RECORDED DATA Block Start
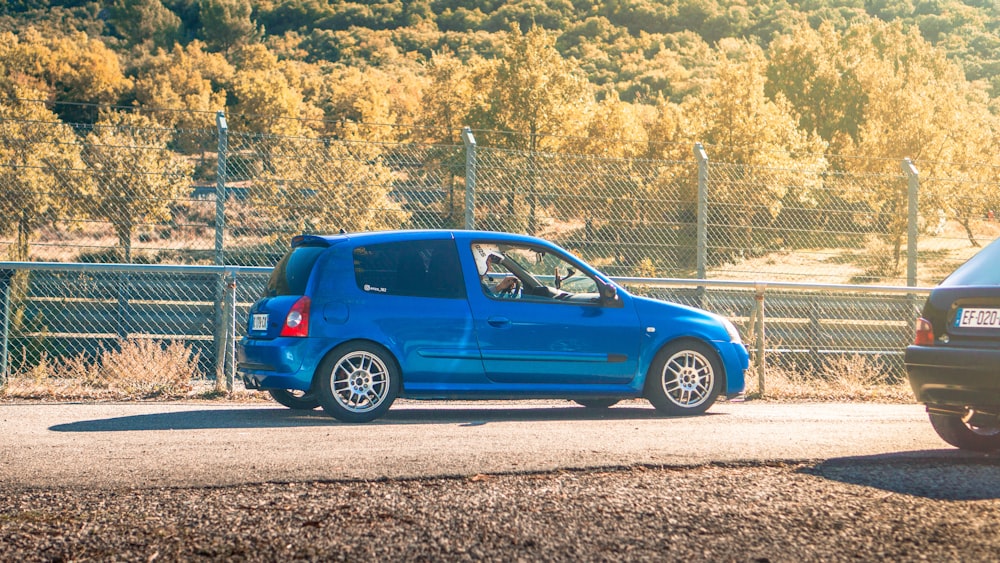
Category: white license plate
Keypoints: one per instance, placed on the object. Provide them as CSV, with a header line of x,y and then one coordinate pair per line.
x,y
259,322
977,318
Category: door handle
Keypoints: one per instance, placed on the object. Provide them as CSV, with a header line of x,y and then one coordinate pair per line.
x,y
498,322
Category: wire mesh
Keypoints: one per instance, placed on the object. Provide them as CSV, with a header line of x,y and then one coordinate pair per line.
x,y
113,192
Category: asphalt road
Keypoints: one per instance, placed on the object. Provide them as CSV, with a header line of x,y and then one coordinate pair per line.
x,y
97,446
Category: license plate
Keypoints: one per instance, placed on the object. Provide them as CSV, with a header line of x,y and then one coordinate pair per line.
x,y
259,322
977,318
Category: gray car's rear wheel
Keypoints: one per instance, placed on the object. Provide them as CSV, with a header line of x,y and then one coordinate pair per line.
x,y
952,429
295,399
357,382
684,379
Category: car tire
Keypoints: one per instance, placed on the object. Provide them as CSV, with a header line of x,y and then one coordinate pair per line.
x,y
357,382
684,379
295,399
596,403
953,430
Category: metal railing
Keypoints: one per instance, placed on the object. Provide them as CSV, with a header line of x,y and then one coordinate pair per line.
x,y
61,310
224,196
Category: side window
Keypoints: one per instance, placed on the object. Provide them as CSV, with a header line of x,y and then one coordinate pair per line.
x,y
528,273
411,268
291,274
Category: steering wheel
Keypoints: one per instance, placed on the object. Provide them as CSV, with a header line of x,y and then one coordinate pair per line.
x,y
513,290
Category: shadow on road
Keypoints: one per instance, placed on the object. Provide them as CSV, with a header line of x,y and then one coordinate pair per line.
x,y
283,418
945,474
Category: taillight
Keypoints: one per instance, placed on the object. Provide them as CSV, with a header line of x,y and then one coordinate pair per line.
x,y
924,333
297,320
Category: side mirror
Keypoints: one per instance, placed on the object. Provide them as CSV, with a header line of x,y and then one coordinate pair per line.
x,y
609,293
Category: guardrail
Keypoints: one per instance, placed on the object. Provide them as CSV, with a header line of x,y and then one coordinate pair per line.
x,y
80,308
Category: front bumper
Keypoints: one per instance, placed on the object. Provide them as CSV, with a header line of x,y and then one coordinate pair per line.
x,y
955,377
736,360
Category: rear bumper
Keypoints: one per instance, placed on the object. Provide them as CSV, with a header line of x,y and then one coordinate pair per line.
x,y
281,363
954,377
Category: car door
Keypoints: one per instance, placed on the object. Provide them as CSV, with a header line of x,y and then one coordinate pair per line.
x,y
413,298
554,329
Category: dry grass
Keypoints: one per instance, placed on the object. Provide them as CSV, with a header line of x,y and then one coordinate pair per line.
x,y
852,378
137,369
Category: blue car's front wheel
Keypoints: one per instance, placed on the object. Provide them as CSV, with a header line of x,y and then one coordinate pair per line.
x,y
357,382
684,379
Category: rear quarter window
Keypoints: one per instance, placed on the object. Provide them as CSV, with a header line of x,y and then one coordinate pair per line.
x,y
423,268
981,269
291,274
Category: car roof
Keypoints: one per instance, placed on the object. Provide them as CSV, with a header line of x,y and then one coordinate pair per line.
x,y
979,270
371,237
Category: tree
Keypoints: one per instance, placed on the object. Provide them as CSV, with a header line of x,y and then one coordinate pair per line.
x,y
535,93
41,179
266,100
139,21
536,96
137,177
227,23
321,185
757,151
185,78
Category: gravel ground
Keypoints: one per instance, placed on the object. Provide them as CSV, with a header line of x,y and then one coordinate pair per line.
x,y
898,510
RECORDED DATA Block End
### WORK ITEM
Without the pictures, copy all of the entries exactly as they appear.

### EXERCISE ANSWER
Category: white license plate
Keypoints: one per instance, placed on the object. Provide them as CSV, with a header line of x,y and then one coordinate pair per line.
x,y
259,322
977,318
Category: door handle
Keypoints: one per instance, placed on the object. Provide them as CSV, with a header line of x,y and then one coordinate pair per line.
x,y
498,322
Category: wire mesh
Keypoints: one per instance, placed on the object. Provide them as CSV, with a header line of x,y and then one coordinate pair per line.
x,y
113,192
Category: asphalt road
Keypoints: one per instance, placed on the object. Provide them as CSV, with a header line of x,y and then one coordinate pair per line.
x,y
97,446
Category: license plate
Keypoints: one per instance, placed on the object. Provide them as CSV, with a header line of x,y and then one coordinate pair per line.
x,y
259,322
977,318
Category: gray car's rear wheel
Keypoints: one per instance, placed on the object. Provide them as CSV, with a header line of x,y and then one coordinate pair per line.
x,y
952,429
295,399
357,382
684,379
Category: car tire
Keypoints: one per instance, placed on the object. Provide them as CSV, with a header line of x,y and then one coordinate pair per line.
x,y
357,382
684,379
295,399
596,403
953,430
Category: metal railing
Keypoints: one per instance, placed on the object. Provide them as CSV, with a header line of x,y and then one coordinate pair per line.
x,y
61,310
224,196
Category: side window
Keypoints: one per instance, placed on the object. Provide them as CSV, with a header line of x,y and then one coordinate pair per line.
x,y
528,273
411,268
291,274
Category: steering wheel
Keypoints: one per instance, placed on the object. Provide them as CSV, with a header line of x,y and then one coordinate pair per line.
x,y
513,290
Category: shadow on road
Keypoints: one per instance, placed on the object. Provide them as CSV, with a header line of x,y and then one coordinate pair per line.
x,y
283,418
945,474
Category: taillight
Keypoints: one per instance, placed on the object. Provide them as CSV, with a header line of x,y and then one coordinate pair per line.
x,y
924,333
297,320
Category: side mirror
Keypoints: one per instance, placed on the object. Provide them as CSV, with a header line of x,y and then one coordinate pair per line.
x,y
609,293
Category: guardrail
Keypoints: one per instance, placed on the object. Provide them as CSV, with a header line of x,y and then one coordinate pair per line.
x,y
80,308
Category: front bumper
Keypoints: one per instance, placed on the object. Provide them as CSV, with a header line of x,y and then one coordinate pair per line.
x,y
955,377
736,360
Category: rear bumper
Keypoints: one per instance, placed on the object. Provide them as CSV, with a header line of x,y and then one coordinate pair per line.
x,y
281,363
954,377
Category: car door
Keypoints: one per instance, placed on the object. Provide them as CSV, with a header line of x,y and then one coordinate pair per line.
x,y
413,298
554,329
Category: dry grass
Keypoints: one per instance, placed on the object. Provide them as CSV, with a header line of x,y and then one coordinate pair per line.
x,y
852,378
137,369
Category: blue car's front wheel
Keypoints: one per instance, placed on the object. Provide them as CSV, with a header line of x,y and then one coordinate pair per line.
x,y
357,382
684,379
Category: rear quarter window
Keypoints: one per instance, placed on the object. Provide them as CSV, with a header line of x,y and then one coordinate pair per line.
x,y
423,268
981,269
291,274
Category: car roof
Keypoints: one per instance, placed on the object. Provide them as CSV, with a header line of x,y and then one coordinate pair per line.
x,y
979,270
371,237
Category: tree
Keypoints: one per instance, placed on the object. Provide them as CSV, with a header line of x,y and then one coordinate pair per line.
x,y
535,93
41,179
266,100
139,21
536,96
137,177
227,23
321,185
757,151
185,78
Category: gravel ground
Keypoints: one per instance, placed on the object. Provide them as CSV, with a header line of x,y and then one coordinate pair per line.
x,y
898,510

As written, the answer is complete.